Tugas yang Dikerjakan: Salin kembali entri mulai dari baris yang memuat "Return the polygon of every instance of the **fly's front" dan berhenti setelah baris yang memuat "[[[455,301],[455,5],[0,11],[0,301]]]", lengkap dengan perintahnya, tetapi geser setiap koordinat titik poligon pada jawaban sebesar -77. Gambar tidak perlu dimasukkan ke dalam hasil.

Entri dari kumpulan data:
►
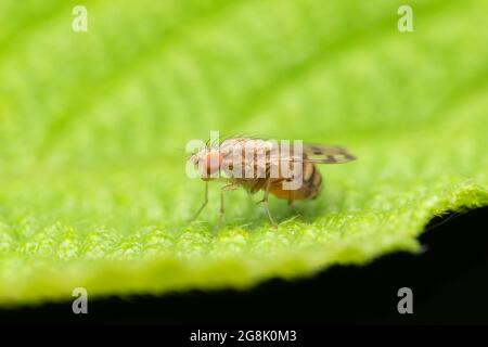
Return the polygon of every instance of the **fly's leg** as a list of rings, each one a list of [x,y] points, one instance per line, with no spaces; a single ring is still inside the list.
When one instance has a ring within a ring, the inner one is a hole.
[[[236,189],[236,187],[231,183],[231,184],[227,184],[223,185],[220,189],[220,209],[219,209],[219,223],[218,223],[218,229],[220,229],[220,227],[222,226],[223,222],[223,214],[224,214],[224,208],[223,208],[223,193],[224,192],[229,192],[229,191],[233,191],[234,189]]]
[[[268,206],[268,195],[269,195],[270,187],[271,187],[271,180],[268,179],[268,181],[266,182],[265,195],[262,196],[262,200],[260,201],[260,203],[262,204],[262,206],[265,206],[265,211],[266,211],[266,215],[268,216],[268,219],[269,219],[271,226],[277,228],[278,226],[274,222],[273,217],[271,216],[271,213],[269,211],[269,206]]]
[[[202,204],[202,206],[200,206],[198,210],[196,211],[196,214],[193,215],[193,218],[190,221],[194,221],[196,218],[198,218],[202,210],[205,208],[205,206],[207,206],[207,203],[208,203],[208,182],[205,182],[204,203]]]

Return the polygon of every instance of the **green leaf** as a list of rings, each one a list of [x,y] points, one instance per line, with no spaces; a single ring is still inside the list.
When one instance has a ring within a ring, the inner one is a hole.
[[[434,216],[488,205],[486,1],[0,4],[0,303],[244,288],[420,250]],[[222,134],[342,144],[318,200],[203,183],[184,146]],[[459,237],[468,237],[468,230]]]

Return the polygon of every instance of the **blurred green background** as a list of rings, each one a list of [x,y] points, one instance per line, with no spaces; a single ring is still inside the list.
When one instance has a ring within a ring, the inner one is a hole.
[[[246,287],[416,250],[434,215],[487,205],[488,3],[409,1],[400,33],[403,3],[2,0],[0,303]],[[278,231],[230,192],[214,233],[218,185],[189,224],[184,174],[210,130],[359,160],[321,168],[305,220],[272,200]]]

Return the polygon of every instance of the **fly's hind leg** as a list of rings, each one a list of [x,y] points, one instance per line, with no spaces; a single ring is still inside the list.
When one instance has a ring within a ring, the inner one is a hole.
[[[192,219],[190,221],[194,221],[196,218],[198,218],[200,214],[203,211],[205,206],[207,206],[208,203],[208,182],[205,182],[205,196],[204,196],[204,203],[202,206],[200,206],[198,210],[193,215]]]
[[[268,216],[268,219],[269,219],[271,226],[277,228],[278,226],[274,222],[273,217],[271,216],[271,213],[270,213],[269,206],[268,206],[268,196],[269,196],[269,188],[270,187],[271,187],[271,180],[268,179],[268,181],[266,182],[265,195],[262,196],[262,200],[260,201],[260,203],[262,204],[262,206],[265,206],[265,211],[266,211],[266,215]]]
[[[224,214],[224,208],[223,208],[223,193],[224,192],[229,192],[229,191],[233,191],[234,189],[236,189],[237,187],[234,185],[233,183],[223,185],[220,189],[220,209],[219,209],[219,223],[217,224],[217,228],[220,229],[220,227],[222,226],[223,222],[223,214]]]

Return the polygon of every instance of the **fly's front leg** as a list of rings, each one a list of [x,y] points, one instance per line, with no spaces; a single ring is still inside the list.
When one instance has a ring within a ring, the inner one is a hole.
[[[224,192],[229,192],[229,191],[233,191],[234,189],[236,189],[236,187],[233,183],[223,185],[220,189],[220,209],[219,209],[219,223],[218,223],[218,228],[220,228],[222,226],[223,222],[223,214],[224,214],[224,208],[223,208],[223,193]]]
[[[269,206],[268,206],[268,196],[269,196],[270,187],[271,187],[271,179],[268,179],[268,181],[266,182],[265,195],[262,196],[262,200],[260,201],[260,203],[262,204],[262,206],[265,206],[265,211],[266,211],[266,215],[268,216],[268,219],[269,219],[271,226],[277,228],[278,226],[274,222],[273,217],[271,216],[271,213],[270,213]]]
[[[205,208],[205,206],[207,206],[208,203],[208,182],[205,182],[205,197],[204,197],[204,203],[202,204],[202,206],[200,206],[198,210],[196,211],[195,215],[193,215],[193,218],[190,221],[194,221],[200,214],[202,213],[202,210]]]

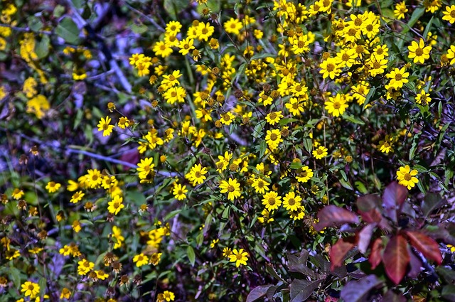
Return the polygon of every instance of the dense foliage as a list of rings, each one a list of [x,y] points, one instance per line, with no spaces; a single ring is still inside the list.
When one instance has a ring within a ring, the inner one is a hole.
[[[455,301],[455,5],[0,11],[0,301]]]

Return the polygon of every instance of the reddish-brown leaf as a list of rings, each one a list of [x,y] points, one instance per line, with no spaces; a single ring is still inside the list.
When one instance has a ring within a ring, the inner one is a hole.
◄
Jawaban Akhir:
Return the polygon of every instance of the **fly's front leg** as a list of rings, each one a list of [x,y] points, one instance per line, with no spaces; a single ring is still inside the list.
When one instance has a ring within a ring, the inner one is a hole.
[[[147,115],[152,115],[152,114],[156,114],[157,112],[159,112],[159,110],[156,106],[146,108],[143,112],[143,132],[142,132],[142,146],[141,146],[141,151],[143,151],[145,149],[146,145],[146,137],[147,137],[147,131],[146,131],[146,116]]]
[[[192,129],[191,129],[191,119],[192,119],[193,110],[194,110],[194,102],[191,102],[191,104],[189,105],[188,118],[185,119],[185,123],[183,124],[183,126],[185,127],[185,129],[188,129],[188,134],[189,134],[189,138],[191,139],[191,142],[192,142],[194,149],[200,151],[201,149],[197,145],[196,140],[194,139],[194,136],[193,136]]]
[[[128,131],[128,129],[130,129],[131,126],[131,105],[128,105],[128,120],[127,120],[127,126],[125,127],[125,129],[123,129],[121,133],[119,134],[118,138],[116,138],[116,141],[113,144],[117,144],[123,137],[125,136],[125,133]]]

Return the polygon of every instance of the dense foliage as a list of rings, each one a list of [x,y] points, one instance per line, with no spaces; a single ring is still inside the list.
When one instance has a ring within a ring, the inner one is a hole.
[[[378,224],[378,-72],[-77,-66],[-77,224]]]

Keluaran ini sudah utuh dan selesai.